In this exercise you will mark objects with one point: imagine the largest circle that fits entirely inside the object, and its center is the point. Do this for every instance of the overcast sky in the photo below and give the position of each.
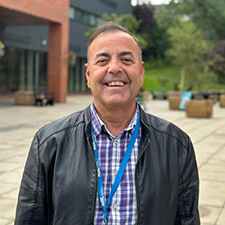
(153, 2)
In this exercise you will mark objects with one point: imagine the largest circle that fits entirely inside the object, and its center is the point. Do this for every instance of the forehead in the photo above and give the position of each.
(115, 40)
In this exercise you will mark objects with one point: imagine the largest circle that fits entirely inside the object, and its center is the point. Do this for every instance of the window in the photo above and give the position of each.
(82, 16)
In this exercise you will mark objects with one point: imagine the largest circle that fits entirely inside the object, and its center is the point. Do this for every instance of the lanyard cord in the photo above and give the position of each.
(120, 172)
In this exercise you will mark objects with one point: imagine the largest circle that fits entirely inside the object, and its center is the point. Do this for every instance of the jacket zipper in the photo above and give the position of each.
(135, 175)
(93, 213)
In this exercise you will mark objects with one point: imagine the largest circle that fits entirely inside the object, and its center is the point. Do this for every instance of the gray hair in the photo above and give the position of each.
(111, 26)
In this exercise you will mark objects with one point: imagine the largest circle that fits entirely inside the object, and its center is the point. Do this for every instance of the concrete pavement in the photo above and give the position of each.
(18, 125)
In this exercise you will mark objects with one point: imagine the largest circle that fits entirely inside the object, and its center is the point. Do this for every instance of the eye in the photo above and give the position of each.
(102, 61)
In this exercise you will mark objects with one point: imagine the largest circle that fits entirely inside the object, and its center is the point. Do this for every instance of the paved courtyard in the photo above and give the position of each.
(18, 125)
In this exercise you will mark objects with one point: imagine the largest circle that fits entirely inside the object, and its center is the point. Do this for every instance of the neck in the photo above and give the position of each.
(116, 119)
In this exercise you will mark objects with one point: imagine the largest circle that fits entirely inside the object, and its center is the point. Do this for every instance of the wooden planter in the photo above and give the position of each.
(199, 108)
(24, 98)
(174, 102)
(222, 100)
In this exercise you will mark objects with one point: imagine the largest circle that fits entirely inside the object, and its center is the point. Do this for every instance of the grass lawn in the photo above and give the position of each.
(172, 73)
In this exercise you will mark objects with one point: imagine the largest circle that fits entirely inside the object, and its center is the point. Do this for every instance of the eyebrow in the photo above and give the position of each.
(104, 54)
(126, 53)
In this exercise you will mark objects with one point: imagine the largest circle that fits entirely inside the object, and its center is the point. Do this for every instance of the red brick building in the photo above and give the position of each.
(55, 14)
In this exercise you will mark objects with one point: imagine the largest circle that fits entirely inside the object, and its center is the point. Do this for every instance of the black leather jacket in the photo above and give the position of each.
(59, 184)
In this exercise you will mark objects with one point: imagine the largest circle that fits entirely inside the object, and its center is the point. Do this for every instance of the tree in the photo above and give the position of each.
(208, 15)
(189, 50)
(128, 21)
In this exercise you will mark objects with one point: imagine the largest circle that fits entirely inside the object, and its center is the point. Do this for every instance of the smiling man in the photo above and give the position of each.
(111, 163)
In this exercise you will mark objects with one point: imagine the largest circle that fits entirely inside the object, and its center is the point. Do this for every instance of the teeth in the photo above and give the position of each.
(116, 83)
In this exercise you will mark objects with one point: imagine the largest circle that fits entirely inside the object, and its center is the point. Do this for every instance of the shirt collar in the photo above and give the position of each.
(98, 124)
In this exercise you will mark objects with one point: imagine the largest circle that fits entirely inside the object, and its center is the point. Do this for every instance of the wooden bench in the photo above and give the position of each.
(42, 97)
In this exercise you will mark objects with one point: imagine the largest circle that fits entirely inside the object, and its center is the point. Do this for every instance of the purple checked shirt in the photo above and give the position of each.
(123, 207)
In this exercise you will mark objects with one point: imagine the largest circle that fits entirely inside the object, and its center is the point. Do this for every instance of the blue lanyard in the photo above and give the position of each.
(120, 172)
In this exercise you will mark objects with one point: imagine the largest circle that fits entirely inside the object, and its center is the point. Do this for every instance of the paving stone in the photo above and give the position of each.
(221, 220)
(17, 128)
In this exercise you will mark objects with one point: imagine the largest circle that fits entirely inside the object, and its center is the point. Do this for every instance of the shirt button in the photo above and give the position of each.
(114, 207)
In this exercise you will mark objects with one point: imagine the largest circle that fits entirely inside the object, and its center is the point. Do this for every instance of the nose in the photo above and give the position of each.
(114, 67)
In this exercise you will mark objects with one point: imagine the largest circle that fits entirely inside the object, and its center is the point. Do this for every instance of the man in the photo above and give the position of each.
(110, 163)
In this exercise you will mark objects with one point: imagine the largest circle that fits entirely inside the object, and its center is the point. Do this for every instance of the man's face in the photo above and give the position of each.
(114, 72)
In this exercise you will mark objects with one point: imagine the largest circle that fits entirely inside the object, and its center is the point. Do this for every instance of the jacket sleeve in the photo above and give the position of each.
(187, 211)
(31, 207)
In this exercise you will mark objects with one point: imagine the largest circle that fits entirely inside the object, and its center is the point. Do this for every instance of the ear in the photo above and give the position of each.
(87, 73)
(142, 72)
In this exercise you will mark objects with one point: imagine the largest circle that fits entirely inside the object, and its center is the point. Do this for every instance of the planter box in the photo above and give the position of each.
(214, 98)
(24, 98)
(199, 108)
(222, 100)
(174, 102)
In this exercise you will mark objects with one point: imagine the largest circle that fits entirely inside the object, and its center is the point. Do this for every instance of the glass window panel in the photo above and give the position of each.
(71, 13)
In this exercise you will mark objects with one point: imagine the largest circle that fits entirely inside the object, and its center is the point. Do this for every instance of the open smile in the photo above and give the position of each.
(116, 84)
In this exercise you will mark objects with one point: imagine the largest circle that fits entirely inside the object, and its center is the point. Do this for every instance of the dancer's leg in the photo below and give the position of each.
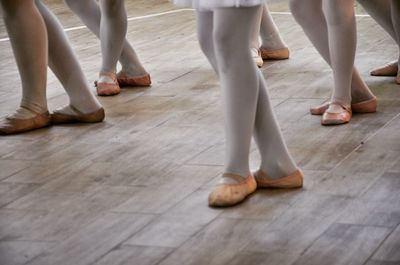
(275, 158)
(396, 25)
(380, 11)
(255, 39)
(89, 12)
(28, 36)
(270, 37)
(205, 26)
(239, 82)
(308, 13)
(342, 46)
(113, 26)
(65, 66)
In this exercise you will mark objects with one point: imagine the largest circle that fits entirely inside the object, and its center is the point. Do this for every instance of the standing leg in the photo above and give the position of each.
(113, 26)
(275, 158)
(342, 47)
(28, 37)
(310, 16)
(255, 40)
(239, 82)
(89, 12)
(272, 45)
(65, 66)
(396, 25)
(381, 11)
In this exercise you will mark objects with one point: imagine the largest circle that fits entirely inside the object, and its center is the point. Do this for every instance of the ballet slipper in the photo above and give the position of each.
(108, 89)
(280, 54)
(125, 80)
(294, 180)
(366, 106)
(57, 117)
(11, 125)
(225, 195)
(389, 69)
(333, 118)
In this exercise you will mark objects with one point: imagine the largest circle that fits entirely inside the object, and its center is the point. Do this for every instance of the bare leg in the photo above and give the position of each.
(89, 12)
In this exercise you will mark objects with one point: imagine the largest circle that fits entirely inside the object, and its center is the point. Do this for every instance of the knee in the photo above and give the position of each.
(112, 8)
(12, 9)
(223, 42)
(338, 12)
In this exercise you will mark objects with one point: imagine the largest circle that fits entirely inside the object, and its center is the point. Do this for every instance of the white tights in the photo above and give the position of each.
(34, 32)
(91, 15)
(267, 29)
(387, 14)
(330, 25)
(224, 36)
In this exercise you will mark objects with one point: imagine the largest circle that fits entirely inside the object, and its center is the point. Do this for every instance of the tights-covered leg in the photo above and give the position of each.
(395, 14)
(65, 66)
(270, 37)
(246, 105)
(89, 12)
(310, 16)
(28, 37)
(113, 26)
(381, 11)
(342, 46)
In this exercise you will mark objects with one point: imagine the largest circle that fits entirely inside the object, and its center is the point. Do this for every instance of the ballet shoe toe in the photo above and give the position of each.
(337, 118)
(10, 125)
(59, 117)
(133, 81)
(279, 54)
(105, 88)
(225, 195)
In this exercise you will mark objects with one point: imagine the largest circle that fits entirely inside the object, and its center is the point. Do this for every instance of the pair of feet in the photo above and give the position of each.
(110, 83)
(225, 195)
(336, 113)
(24, 120)
(390, 69)
(263, 54)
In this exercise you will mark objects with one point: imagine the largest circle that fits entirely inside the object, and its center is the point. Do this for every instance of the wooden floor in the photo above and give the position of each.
(133, 190)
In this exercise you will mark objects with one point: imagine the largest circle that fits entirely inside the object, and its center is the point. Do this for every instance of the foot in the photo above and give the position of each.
(390, 69)
(336, 114)
(233, 190)
(294, 180)
(125, 79)
(256, 55)
(107, 85)
(23, 120)
(69, 114)
(278, 54)
(366, 106)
——
→ **Exercise**
Word for word, restate only the lines from the one containing "of the foot" through the last line of the entries, with both ends kept.

→ **Your solution**
In this exercise you will mark objects with one point: imagine the largest circle that fits entirely inside the object, and its center is the point. Do this for every instance of the foot in the photo above and give the position of each.
(390, 69)
(336, 114)
(233, 190)
(294, 180)
(125, 79)
(256, 55)
(107, 85)
(23, 120)
(69, 114)
(278, 54)
(366, 106)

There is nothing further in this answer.